§ **YOUR GOAL**
Reproduce, word for word, every line starting at the line that contains "Inline example from the docs — detect the utility" and ending with the final line of the entries.

§ **INPUT**
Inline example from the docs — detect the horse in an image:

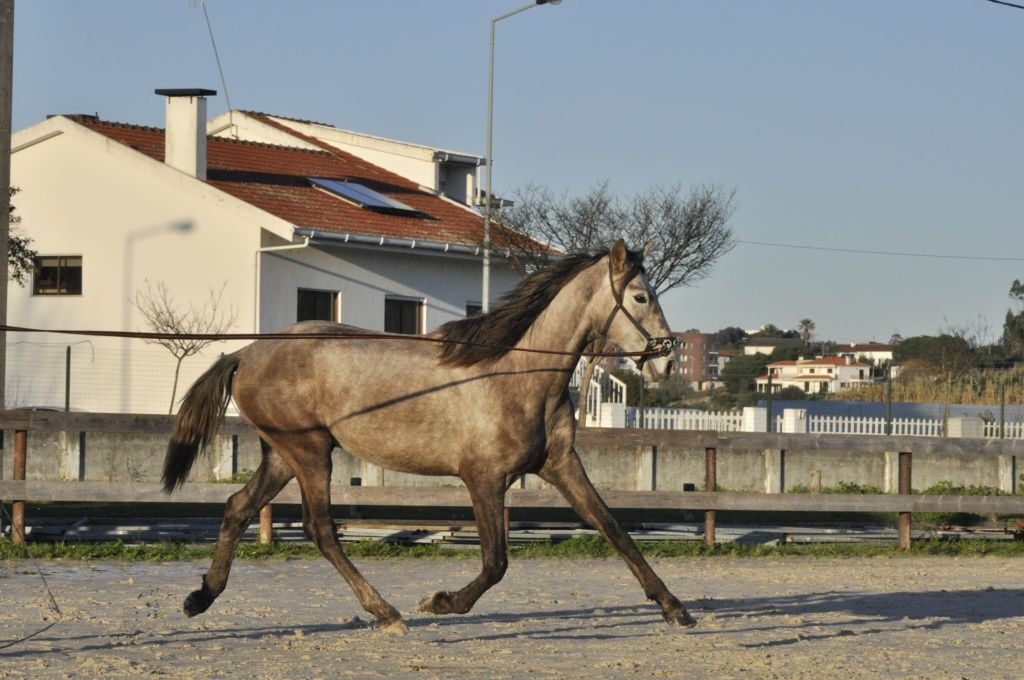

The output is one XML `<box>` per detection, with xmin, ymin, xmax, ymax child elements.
<box><xmin>163</xmin><ymin>241</ymin><xmax>695</xmax><ymax>633</ymax></box>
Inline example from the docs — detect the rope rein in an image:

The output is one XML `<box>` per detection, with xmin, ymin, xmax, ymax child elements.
<box><xmin>0</xmin><ymin>504</ymin><xmax>63</xmax><ymax>649</ymax></box>
<box><xmin>0</xmin><ymin>323</ymin><xmax>672</xmax><ymax>360</ymax></box>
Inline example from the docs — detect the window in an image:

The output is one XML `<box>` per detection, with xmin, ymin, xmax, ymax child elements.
<box><xmin>295</xmin><ymin>288</ymin><xmax>339</xmax><ymax>322</ymax></box>
<box><xmin>384</xmin><ymin>297</ymin><xmax>423</xmax><ymax>335</ymax></box>
<box><xmin>32</xmin><ymin>255</ymin><xmax>82</xmax><ymax>295</ymax></box>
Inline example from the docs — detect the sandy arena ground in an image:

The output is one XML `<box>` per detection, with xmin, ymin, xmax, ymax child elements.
<box><xmin>0</xmin><ymin>557</ymin><xmax>1024</xmax><ymax>680</ymax></box>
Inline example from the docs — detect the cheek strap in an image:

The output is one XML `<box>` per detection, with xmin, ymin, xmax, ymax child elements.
<box><xmin>600</xmin><ymin>257</ymin><xmax>681</xmax><ymax>372</ymax></box>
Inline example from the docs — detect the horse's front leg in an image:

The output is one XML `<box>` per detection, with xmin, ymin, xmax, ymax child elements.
<box><xmin>419</xmin><ymin>476</ymin><xmax>508</xmax><ymax>613</ymax></box>
<box><xmin>538</xmin><ymin>448</ymin><xmax>696</xmax><ymax>627</ymax></box>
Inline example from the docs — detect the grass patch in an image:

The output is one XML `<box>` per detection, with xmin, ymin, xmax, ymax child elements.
<box><xmin>6</xmin><ymin>536</ymin><xmax>1024</xmax><ymax>562</ymax></box>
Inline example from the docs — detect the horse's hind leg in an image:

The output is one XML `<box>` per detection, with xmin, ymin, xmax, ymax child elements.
<box><xmin>272</xmin><ymin>433</ymin><xmax>407</xmax><ymax>633</ymax></box>
<box><xmin>419</xmin><ymin>477</ymin><xmax>508</xmax><ymax>613</ymax></box>
<box><xmin>183</xmin><ymin>439</ymin><xmax>295</xmax><ymax>617</ymax></box>
<box><xmin>538</xmin><ymin>449</ymin><xmax>696</xmax><ymax>627</ymax></box>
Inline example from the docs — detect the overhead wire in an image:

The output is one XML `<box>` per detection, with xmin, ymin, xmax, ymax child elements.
<box><xmin>988</xmin><ymin>0</ymin><xmax>1024</xmax><ymax>9</ymax></box>
<box><xmin>736</xmin><ymin>239</ymin><xmax>1024</xmax><ymax>262</ymax></box>
<box><xmin>200</xmin><ymin>0</ymin><xmax>238</xmax><ymax>136</ymax></box>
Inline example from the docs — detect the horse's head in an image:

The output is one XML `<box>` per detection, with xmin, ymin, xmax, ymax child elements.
<box><xmin>598</xmin><ymin>240</ymin><xmax>677</xmax><ymax>381</ymax></box>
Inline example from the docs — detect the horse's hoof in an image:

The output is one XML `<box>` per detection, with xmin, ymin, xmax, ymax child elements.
<box><xmin>380</xmin><ymin>617</ymin><xmax>409</xmax><ymax>635</ymax></box>
<box><xmin>416</xmin><ymin>590</ymin><xmax>456</xmax><ymax>613</ymax></box>
<box><xmin>181</xmin><ymin>584</ymin><xmax>213</xmax><ymax>619</ymax></box>
<box><xmin>664</xmin><ymin>609</ymin><xmax>697</xmax><ymax>628</ymax></box>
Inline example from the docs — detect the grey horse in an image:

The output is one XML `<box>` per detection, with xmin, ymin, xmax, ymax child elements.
<box><xmin>163</xmin><ymin>241</ymin><xmax>694</xmax><ymax>633</ymax></box>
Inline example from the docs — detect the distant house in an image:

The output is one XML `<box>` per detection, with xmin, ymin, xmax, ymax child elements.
<box><xmin>673</xmin><ymin>331</ymin><xmax>720</xmax><ymax>390</ymax></box>
<box><xmin>836</xmin><ymin>342</ymin><xmax>893</xmax><ymax>367</ymax></box>
<box><xmin>743</xmin><ymin>335</ymin><xmax>804</xmax><ymax>356</ymax></box>
<box><xmin>6</xmin><ymin>89</ymin><xmax>521</xmax><ymax>413</ymax></box>
<box><xmin>757</xmin><ymin>356</ymin><xmax>872</xmax><ymax>394</ymax></box>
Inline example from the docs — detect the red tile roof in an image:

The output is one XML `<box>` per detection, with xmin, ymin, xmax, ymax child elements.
<box><xmin>69</xmin><ymin>115</ymin><xmax>524</xmax><ymax>248</ymax></box>
<box><xmin>838</xmin><ymin>342</ymin><xmax>893</xmax><ymax>352</ymax></box>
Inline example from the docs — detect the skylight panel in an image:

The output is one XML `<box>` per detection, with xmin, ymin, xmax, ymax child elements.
<box><xmin>309</xmin><ymin>177</ymin><xmax>421</xmax><ymax>215</ymax></box>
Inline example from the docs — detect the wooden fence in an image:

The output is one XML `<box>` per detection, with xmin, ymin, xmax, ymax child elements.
<box><xmin>0</xmin><ymin>412</ymin><xmax>1024</xmax><ymax>549</ymax></box>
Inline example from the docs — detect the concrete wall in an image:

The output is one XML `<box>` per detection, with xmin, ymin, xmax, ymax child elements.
<box><xmin>2</xmin><ymin>432</ymin><xmax>1020</xmax><ymax>493</ymax></box>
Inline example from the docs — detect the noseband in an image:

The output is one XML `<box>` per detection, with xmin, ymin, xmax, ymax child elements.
<box><xmin>601</xmin><ymin>256</ymin><xmax>681</xmax><ymax>373</ymax></box>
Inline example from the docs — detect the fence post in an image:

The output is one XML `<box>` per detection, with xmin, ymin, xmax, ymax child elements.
<box><xmin>882</xmin><ymin>451</ymin><xmax>899</xmax><ymax>494</ymax></box>
<box><xmin>899</xmin><ymin>451</ymin><xmax>911</xmax><ymax>550</ymax></box>
<box><xmin>10</xmin><ymin>430</ymin><xmax>29</xmax><ymax>546</ymax></box>
<box><xmin>705</xmin><ymin>447</ymin><xmax>718</xmax><ymax>546</ymax></box>
<box><xmin>765</xmin><ymin>449</ymin><xmax>785</xmax><ymax>494</ymax></box>
<box><xmin>65</xmin><ymin>345</ymin><xmax>71</xmax><ymax>413</ymax></box>
<box><xmin>259</xmin><ymin>503</ymin><xmax>273</xmax><ymax>546</ymax></box>
<box><xmin>996</xmin><ymin>454</ymin><xmax>1017</xmax><ymax>495</ymax></box>
<box><xmin>637</xmin><ymin>447</ymin><xmax>657</xmax><ymax>492</ymax></box>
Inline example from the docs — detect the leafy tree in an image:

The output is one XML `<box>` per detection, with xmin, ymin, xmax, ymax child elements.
<box><xmin>774</xmin><ymin>385</ymin><xmax>807</xmax><ymax>401</ymax></box>
<box><xmin>722</xmin><ymin>352</ymin><xmax>772</xmax><ymax>394</ymax></box>
<box><xmin>1002</xmin><ymin>279</ymin><xmax>1024</xmax><ymax>354</ymax></box>
<box><xmin>893</xmin><ymin>334</ymin><xmax>973</xmax><ymax>374</ymax></box>
<box><xmin>7</xmin><ymin>186</ymin><xmax>39</xmax><ymax>286</ymax></box>
<box><xmin>798</xmin><ymin>318</ymin><xmax>814</xmax><ymax>345</ymax></box>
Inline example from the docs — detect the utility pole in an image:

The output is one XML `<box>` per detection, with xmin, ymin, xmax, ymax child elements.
<box><xmin>0</xmin><ymin>0</ymin><xmax>14</xmax><ymax>410</ymax></box>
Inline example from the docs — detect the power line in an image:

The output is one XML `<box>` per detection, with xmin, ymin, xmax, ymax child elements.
<box><xmin>200</xmin><ymin>0</ymin><xmax>237</xmax><ymax>134</ymax></box>
<box><xmin>736</xmin><ymin>241</ymin><xmax>1024</xmax><ymax>262</ymax></box>
<box><xmin>988</xmin><ymin>0</ymin><xmax>1024</xmax><ymax>9</ymax></box>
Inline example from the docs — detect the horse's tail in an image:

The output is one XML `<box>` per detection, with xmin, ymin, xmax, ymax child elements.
<box><xmin>163</xmin><ymin>352</ymin><xmax>242</xmax><ymax>494</ymax></box>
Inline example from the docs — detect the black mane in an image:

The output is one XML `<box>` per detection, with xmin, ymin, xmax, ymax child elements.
<box><xmin>437</xmin><ymin>249</ymin><xmax>640</xmax><ymax>366</ymax></box>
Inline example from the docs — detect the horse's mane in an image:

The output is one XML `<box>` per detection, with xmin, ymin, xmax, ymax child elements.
<box><xmin>437</xmin><ymin>249</ymin><xmax>640</xmax><ymax>366</ymax></box>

§ **OUTPUT OF THE EXERCISE**
Inline example from the docs — detect the utility pole in an image:

The output is one XML `<box>` per detection, with xmin, ymin, xmax, ymax child elements.
<box><xmin>0</xmin><ymin>0</ymin><xmax>14</xmax><ymax>410</ymax></box>
Inline example from the docs — detect the power line in an image:

The output is one XML `<box>` per detection, with xmin, ymin, xmax, ymax child elements.
<box><xmin>200</xmin><ymin>0</ymin><xmax>237</xmax><ymax>134</ymax></box>
<box><xmin>736</xmin><ymin>241</ymin><xmax>1024</xmax><ymax>262</ymax></box>
<box><xmin>988</xmin><ymin>0</ymin><xmax>1024</xmax><ymax>9</ymax></box>
Inline example from the docs — detect the horse's tail in an image:

The output is one XML `<box>` per detection, with xmin, ymin, xmax, ymax child elements.
<box><xmin>163</xmin><ymin>352</ymin><xmax>242</xmax><ymax>494</ymax></box>
Inline example from the docs — detect the black mane in an image:

The output is one XML `<box>` per detection, with xmin, ymin, xmax, ymax child elements.
<box><xmin>437</xmin><ymin>249</ymin><xmax>640</xmax><ymax>366</ymax></box>
Inline example from the docs — detect the horse's mane in an image:

The output is one XML `<box>` per detection, with xmin, ymin, xmax, ymax child elements.
<box><xmin>437</xmin><ymin>249</ymin><xmax>640</xmax><ymax>366</ymax></box>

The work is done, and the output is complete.